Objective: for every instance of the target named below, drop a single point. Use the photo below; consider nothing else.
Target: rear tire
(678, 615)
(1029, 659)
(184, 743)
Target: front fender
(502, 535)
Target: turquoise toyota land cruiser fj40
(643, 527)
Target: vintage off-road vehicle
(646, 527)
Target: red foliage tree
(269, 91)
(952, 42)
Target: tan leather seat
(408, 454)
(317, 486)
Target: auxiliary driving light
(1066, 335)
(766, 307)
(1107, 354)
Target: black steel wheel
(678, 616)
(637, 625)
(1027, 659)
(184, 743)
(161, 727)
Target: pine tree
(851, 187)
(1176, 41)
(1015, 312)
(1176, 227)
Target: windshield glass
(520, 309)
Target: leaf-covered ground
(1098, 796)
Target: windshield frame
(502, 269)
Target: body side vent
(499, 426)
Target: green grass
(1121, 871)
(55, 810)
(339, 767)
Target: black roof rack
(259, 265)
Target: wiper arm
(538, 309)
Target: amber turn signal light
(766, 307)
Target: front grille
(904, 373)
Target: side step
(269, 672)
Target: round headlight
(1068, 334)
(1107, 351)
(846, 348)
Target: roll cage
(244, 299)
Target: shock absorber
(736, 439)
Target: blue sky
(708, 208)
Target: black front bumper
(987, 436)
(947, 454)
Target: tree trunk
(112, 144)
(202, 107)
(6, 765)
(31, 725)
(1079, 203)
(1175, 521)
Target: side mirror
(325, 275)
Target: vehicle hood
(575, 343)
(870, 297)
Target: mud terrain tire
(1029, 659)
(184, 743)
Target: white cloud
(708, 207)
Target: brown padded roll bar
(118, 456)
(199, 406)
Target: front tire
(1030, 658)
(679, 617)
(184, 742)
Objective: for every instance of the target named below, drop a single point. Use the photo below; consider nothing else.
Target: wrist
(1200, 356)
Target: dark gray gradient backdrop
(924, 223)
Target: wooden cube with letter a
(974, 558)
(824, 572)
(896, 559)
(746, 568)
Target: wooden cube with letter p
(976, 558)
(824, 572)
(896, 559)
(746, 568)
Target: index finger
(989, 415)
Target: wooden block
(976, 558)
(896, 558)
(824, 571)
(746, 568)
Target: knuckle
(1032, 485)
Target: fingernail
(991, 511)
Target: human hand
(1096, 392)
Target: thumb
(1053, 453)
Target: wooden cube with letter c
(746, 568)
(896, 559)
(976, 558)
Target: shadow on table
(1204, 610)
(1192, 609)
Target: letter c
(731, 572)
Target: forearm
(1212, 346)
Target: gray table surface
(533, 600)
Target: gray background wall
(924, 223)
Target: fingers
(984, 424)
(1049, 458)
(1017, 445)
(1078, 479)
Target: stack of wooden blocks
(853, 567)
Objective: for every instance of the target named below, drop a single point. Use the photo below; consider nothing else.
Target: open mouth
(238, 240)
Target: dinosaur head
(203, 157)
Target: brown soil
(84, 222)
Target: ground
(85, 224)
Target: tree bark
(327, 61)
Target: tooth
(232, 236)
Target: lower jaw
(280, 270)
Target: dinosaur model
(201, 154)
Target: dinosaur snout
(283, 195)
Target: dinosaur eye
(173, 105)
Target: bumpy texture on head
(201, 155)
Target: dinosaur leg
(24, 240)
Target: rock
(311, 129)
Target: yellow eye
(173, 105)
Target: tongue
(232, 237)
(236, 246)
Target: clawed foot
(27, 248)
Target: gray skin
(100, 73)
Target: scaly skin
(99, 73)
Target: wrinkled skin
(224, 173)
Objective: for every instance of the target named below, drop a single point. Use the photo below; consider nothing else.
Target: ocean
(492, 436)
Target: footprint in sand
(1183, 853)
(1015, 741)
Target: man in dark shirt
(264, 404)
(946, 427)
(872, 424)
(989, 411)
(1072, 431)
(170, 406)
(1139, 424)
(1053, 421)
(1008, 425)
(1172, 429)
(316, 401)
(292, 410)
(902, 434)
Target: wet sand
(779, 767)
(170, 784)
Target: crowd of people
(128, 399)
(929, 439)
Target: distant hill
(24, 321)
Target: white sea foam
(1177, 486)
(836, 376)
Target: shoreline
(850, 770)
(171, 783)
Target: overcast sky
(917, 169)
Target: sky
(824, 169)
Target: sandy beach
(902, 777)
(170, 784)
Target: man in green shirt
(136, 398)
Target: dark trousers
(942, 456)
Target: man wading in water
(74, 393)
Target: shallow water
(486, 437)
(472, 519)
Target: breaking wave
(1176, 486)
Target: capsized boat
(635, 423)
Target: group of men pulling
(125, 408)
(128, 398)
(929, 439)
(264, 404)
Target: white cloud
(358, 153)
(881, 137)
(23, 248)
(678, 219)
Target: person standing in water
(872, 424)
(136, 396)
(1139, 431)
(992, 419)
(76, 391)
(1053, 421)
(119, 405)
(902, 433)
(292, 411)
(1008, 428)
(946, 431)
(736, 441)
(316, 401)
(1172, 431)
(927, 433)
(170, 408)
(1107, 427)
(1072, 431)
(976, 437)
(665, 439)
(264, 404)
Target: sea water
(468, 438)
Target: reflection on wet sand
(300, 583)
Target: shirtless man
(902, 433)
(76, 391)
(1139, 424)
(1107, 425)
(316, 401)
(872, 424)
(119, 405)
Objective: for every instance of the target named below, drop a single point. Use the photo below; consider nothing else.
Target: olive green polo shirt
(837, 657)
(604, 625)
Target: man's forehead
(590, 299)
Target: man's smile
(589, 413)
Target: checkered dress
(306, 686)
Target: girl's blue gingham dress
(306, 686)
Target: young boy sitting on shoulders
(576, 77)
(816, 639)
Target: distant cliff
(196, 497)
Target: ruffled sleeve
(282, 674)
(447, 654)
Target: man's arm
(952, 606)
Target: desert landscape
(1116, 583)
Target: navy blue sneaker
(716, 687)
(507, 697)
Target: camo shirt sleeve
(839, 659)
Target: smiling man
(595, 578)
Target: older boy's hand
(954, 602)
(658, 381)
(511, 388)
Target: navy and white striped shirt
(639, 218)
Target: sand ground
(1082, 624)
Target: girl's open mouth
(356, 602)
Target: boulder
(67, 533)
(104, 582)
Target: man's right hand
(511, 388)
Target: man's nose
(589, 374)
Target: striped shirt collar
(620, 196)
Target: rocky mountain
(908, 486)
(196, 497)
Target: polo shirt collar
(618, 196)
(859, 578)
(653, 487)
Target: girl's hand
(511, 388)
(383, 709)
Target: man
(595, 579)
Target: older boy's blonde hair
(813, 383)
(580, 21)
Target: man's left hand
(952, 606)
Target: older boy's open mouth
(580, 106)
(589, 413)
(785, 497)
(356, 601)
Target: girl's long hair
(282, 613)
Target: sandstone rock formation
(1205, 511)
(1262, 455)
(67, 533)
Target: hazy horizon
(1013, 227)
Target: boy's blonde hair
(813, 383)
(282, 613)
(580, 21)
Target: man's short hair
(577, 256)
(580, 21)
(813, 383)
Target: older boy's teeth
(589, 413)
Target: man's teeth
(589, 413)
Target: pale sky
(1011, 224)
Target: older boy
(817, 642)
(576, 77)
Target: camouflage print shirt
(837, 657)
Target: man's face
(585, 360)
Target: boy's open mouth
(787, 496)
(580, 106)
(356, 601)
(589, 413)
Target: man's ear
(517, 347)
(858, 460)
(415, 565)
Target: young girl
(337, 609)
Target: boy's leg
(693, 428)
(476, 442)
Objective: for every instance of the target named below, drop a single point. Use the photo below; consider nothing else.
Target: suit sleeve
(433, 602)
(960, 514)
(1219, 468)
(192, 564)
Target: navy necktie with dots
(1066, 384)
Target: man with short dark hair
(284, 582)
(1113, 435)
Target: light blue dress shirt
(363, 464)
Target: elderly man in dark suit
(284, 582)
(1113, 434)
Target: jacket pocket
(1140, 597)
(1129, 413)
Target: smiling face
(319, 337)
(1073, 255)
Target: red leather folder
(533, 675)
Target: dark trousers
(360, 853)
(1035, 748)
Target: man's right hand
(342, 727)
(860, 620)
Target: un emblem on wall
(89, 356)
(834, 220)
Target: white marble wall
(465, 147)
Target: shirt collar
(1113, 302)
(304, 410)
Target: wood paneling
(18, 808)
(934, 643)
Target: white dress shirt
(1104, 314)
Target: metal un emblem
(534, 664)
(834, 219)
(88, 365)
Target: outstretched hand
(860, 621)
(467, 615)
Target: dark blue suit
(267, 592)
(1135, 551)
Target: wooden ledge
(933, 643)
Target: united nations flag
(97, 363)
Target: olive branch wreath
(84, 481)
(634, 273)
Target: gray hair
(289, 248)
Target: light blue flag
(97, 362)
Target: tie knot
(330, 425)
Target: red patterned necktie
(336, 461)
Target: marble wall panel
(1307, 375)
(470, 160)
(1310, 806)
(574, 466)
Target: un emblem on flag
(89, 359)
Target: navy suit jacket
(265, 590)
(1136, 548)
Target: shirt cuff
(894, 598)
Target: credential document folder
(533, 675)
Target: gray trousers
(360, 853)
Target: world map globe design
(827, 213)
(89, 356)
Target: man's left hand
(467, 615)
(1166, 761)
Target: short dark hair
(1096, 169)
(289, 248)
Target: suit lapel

The task » Can you repeat only the lines from the one with "Target: man's face" to the one with "(1129, 413)", switching "young girl" to "little girl" and leaving everything else as it is?

Expected output »
Target: man's face
(585, 360)
Target: boy's open mouth
(787, 496)
(580, 106)
(356, 601)
(589, 413)
Target: man's ear
(517, 347)
(858, 460)
(415, 565)
Target: little girl
(337, 609)
Target: boy's leg
(693, 428)
(476, 442)
Objective: for every instance of the target named below, drop a single point. Use the photo below; consider nothing else.
Target: suit sleeve
(433, 602)
(960, 514)
(1219, 468)
(192, 564)
Target: navy necktie with dots
(1066, 384)
Target: man with short dark hair
(284, 582)
(1113, 435)
Target: light blue dress shirt
(363, 464)
Target: elderly man in dark suit
(284, 582)
(1113, 434)
Target: jacket pocket
(1140, 597)
(1129, 413)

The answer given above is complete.